Extend the forum post on whether neutron probes can measure crop ET, starting after its final sentence.

◆ Excerpt provided
==============================

In <9611201922.2F3154@cdeso134.water.ca.gov>, on 11/20/96 
   at 11:22 AM, dreynold@cd-eso.water.ca.gov said:


>I recently attended a class where the statement was made that neutron
>probes can not be used to measure ET.  If this is true I would assume the
>person would say the same about TDR.  

>I have become certified to use a neutron probe for two reasons, 1) We
>have one and 2) I thought I might be able to get some studies going to
>update crop ET numbers.

>I realize that it would be better to use lysimeters, but.. they are
>expensive and not readily available and I would guess expensive.  It
>would be great if I could talk DWR into installing its own but not in my
>lifetime.  

>Someone must have done comparison studies with probes of various types
>and lysimeters.  


>I ask this group to give your opinions on this subject.  I am asking the
>question regarding measurement of real-time ET not as an irrigation
>scheduling tool.

==============================

◆ Point annotation dataset listing

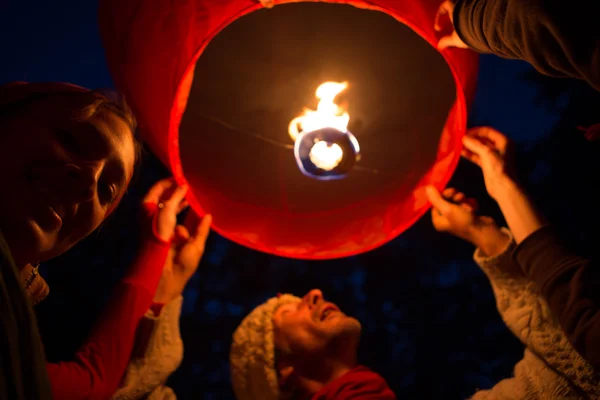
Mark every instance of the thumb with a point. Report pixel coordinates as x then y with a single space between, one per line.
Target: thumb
437 200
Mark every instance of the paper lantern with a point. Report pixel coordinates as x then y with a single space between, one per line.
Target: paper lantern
217 86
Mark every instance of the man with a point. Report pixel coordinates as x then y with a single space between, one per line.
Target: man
301 347
546 295
558 38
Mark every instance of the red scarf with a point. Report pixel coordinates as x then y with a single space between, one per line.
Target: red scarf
360 383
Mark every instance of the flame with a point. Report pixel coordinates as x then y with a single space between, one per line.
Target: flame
327 114
325 155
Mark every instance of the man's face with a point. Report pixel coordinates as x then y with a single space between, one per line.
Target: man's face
314 327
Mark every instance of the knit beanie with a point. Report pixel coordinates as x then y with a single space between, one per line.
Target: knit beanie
252 355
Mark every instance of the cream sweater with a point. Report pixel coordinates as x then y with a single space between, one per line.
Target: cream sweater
550 369
158 353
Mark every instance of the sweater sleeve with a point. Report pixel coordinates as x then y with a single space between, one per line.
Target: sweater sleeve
98 366
571 287
158 352
513 291
549 360
557 38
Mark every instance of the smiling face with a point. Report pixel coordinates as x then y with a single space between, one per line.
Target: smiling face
315 328
62 174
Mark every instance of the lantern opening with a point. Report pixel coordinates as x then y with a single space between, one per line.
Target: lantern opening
253 80
216 84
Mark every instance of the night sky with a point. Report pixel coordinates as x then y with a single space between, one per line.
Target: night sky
429 321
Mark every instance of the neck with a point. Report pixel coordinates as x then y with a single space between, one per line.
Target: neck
318 375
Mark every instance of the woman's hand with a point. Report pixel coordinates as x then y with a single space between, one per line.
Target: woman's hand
454 213
167 200
452 39
492 151
184 257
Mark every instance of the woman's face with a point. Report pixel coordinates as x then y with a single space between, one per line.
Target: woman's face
60 177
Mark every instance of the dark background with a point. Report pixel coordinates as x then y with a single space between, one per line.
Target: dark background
428 313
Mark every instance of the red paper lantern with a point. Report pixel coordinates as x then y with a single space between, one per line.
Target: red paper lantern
215 83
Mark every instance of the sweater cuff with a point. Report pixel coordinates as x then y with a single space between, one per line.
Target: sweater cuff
538 253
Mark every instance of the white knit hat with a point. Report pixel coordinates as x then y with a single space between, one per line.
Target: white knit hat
252 355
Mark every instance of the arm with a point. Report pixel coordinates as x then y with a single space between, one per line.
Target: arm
557 38
98 366
566 282
23 375
571 287
158 352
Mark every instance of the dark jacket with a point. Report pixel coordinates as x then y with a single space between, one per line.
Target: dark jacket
22 364
559 38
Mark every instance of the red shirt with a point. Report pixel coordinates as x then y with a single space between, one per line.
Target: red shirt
98 366
360 383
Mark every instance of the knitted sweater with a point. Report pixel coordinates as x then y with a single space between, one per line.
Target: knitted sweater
550 368
157 353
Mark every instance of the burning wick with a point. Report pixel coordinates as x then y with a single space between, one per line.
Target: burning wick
325 155
324 148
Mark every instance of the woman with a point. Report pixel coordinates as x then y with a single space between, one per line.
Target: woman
68 155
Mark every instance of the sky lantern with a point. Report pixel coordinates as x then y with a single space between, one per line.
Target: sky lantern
307 129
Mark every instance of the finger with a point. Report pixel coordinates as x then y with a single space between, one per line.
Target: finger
158 189
443 10
498 139
448 193
174 201
437 201
467 207
486 220
469 155
202 231
181 236
472 203
458 197
182 232
183 205
475 146
446 42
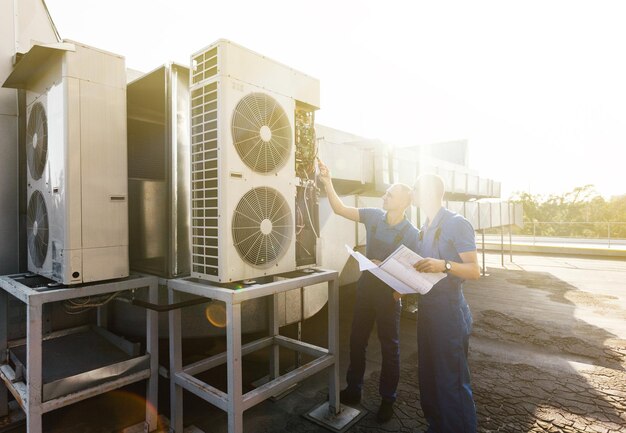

==============================

◆ Output for this exercise
>Thanks in advance,
>dean

>********************************************************
>Dean Reynolds
>Associate Land and Water Use Analyst
>California Department of Water Resources
>3251 S Street
>Sacramento, Ca. 95816
>916-227-7602
>916-227-7600 Fax
>dreynold@water.ca.gov

Dean,

Starting with the proposition that all evapotranspiration (ET)
measurements are the result of some kind of calculation of the water
balance in the field, we can make some statements about ET measurement
methods.

The water balance is usually represented by an equation of the sort:

ET = deltaS + I + P - R - D

where deltaS is the change in storage of water in some chosen soil profile
depth, I is irrigation as a depth, P is precipitation as a depth, and R
and D are runoff and deep drainage as depths.  It gives a more general
flavor to the equation if we replace D with F for flux across the bottom
of the profile - this recognizes that flux across the profile bottom may
be in either direction.

Weighing lysimeters control D by not allowing it or by measuring it
directly.  Modern weighing lysimeters usually incorporate a vacuum
drainage system or a system to provide measurement water inflow and
outflow if high water tables must be replicated in the lysimeter.  Also,
most weighing lysimeters have some sort of lip that rises above the soil
surface and that eliminates small runoff events including runoff from
irrigation.

The change in storage is measured by direct weighing.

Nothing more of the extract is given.